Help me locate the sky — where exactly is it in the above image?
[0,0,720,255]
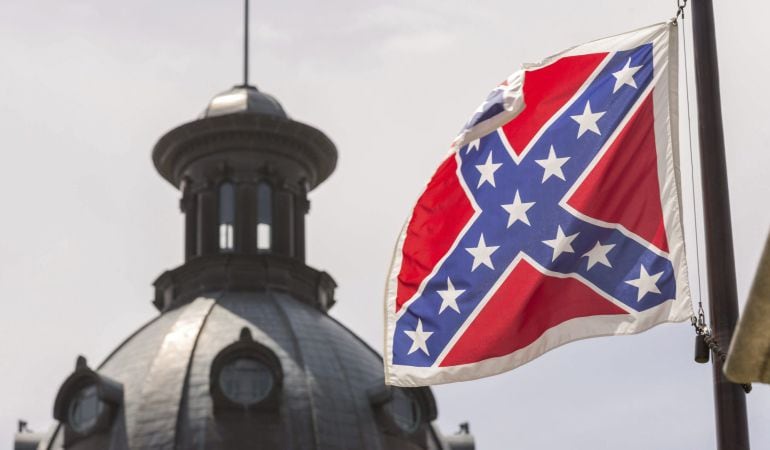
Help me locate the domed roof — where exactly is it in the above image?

==

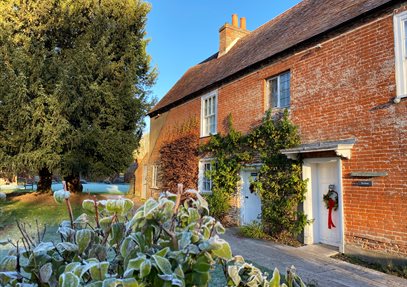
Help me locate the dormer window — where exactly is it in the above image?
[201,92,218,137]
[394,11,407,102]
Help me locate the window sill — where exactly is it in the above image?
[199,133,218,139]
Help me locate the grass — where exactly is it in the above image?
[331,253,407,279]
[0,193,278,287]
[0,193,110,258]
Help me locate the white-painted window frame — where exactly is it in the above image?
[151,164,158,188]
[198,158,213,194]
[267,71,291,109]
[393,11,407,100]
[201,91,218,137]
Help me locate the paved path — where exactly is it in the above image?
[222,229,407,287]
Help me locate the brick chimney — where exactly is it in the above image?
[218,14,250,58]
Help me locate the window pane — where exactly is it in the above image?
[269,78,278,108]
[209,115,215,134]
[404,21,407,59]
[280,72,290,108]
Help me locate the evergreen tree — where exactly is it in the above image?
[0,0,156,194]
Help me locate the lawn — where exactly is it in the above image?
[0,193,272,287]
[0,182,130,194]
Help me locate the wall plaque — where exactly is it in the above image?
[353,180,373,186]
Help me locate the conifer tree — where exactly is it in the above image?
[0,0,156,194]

*THE TASK:* Rescale the listing starting at the line containing "Help me locate the white-painted" and ending at the line containing "[0,182,130,194]", both included, writing every line again with the requests unchanged. Multiply each bounding-box coordinate in the answers by 1.7 and round to whole numbers, with halves rounding up.

*SOLUTION TO THIS PROBLEM:*
Help me locate the white-painted window frame — where exactly is it in the above image?
[257,279,269,320]
[337,269,362,330]
[454,121,495,185]
[668,19,692,170]
[342,155,371,233]
Help me locate the paved path — where exactly is it in the above image?
[377,389,692,488]
Help me locate the brick chimney — where exactly is it in the above image?
[371,24,425,99]
Help me locate the window pane — where exactly is it in the above image?
[457,133,473,184]
[355,196,366,228]
[687,36,692,100]
[476,122,493,184]
Help me locate the evergreen tree — where exactly is it in the above image?
[0,0,265,330]
Help me locate the lawn — where exactly is it in the above image?
[0,328,462,488]
[0,309,221,330]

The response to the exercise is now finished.